Texte fourni ->
▼▼▼

Mardi 20 février dernier, la Cour internationale des droits de l’Homme a condamné la Suisse pour « profilage racial ». Un ressortissant suisse d’origine kényane avait subi un contrôle d’identité sur le quai de la gare de Zurich sans motivation apparente. Il a donc porté plainte auprès de la justice helvète, mais celle-ci n’a donné aucune suite. Le justiciable s’est alors tournée vers la CEDH qui lui a donné gain de cause.

Cette histoire, semblable à tant d’autres, illustre toute la problématique du « contrôle au faciès ». Les juridictions nationales n’ont pas toujours un cadre juridique adapté pour condamner cette pratique. Et les initiatives pour prévenir ces discriminations sont rares. De fait, une sorte de zone d’ombre confère aux forces de l’ordre un pouvoir discrétionnaire lors des contrôles d’identité.

Il est possible d’agir en amont, en formant des forces de l’ordre à cela ; et en aval, en condamnant les contrôles à caractère discriminatoire

« Il est possible d’agir en amont, en formant des forces de l’ordre à cela ; et en aval, en condamnant les contrôles à caractère discriminatoire », assure Robin Médard-Inghilterra, docteur en droit et enseignant à l’Université Paris I. Il est le co-auteur d’un article intitulé « Les contrôles d’identité au faciès : prouver la discrimination en justice », écrit avec Isabelle Rorive et paru dans la Revue trimestrielle des droits de l’Homme.

▲▲▲

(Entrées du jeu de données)
▼▼▼

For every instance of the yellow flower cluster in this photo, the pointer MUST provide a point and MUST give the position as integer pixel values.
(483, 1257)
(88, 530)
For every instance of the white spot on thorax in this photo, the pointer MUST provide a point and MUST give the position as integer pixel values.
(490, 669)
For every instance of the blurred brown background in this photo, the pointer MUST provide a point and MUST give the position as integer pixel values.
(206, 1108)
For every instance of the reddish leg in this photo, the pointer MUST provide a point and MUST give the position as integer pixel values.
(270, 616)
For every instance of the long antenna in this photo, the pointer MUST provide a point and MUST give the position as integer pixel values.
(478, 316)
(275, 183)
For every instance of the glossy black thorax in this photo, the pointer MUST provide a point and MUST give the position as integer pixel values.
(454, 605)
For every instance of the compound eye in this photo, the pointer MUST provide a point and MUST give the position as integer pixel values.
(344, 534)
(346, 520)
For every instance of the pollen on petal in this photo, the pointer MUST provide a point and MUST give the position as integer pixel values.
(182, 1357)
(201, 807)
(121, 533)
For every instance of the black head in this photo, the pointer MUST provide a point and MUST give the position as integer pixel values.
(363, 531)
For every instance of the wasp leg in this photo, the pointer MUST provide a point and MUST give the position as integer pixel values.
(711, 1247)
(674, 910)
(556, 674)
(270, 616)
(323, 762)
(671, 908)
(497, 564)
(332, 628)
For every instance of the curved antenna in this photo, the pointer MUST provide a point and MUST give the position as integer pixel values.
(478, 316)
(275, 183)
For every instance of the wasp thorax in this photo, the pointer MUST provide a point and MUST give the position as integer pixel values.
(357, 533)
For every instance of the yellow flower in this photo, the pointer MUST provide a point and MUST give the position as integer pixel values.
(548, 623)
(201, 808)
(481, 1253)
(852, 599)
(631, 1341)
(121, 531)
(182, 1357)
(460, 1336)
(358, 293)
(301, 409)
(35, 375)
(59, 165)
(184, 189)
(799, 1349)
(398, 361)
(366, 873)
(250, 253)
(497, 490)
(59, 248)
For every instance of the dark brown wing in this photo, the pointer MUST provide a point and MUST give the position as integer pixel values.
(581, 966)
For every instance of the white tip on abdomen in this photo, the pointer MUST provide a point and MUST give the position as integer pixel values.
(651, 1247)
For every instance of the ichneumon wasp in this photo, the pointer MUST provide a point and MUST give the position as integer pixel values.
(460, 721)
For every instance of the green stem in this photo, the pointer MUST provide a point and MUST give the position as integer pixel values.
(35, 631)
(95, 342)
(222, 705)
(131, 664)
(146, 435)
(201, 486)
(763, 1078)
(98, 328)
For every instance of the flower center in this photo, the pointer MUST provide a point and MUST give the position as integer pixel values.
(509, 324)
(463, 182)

▲▲▲

Travail demandé ->
1 - Recopiez le passage du texte sur le contrôle au faciès, de « Mardi 20 février » à « gain de cause. ».
2 - Dans le texte sur le contrôle au faciès, où le ressortissant suisse a-t-il subi un contrôle d'identité ?
3 - Poursuivez le texte sur le contrôle au faciès à la suite de sa dernière phrase.

Réponses dans l'ordre ->
1 -
Mardi 20 février dernier, la Cour internationale des droits de l’Homme a condamné la Suisse pour « profilage racial ». Un ressortissant suisse d’origine kényane avait subi un contrôle d’identité sur le quai de la gare de Zurich sans motivation apparente. Il a donc porté plainte auprès de la justice helvète, mais celle-ci n’a donné aucune suite. Le justiciable s’est alors tournée vers la CEDH qui lui a donné gain de cause.

2 - Sur le quai de la gare de Zurich.

3 -
Prouver « contrôle au faciès », une démarche difficile

En France, la discrimination fondée sur l’apparence réelle ou supposée à une ethnie, une race ou une religion est pénalement répréhensible. Mais dans le cas des contrôles d’identité, il faut pouvoir prouver le « profilage racial ». Une gageure.

En octobre dernier, le Conseil d’État a reconnu l’existence des contrôles au faciès, écrivant dans un rapport que « la pratique de ce type de contrôles existe » mais « ne peut être considérée comme systémique ou généralisée ».  L’institution a tout de même conclu que cette pratique représente « une discrimination pour les personnes ayant eu à subir un contrôle sur la base de caractéristiques physiques associées à une origine réelle ou supposée ».

Si la juridiction écarte le caractère systémique de ces pratiques discriminatoires, de nombreuses études tendent à prouver le contraire. On peut citer celle du Défenseur des droits (2017) qui montre que les jeunes hommes arabes et noirs ont une probabilité 20 fois plus élevée que les autres d’être contrôlés.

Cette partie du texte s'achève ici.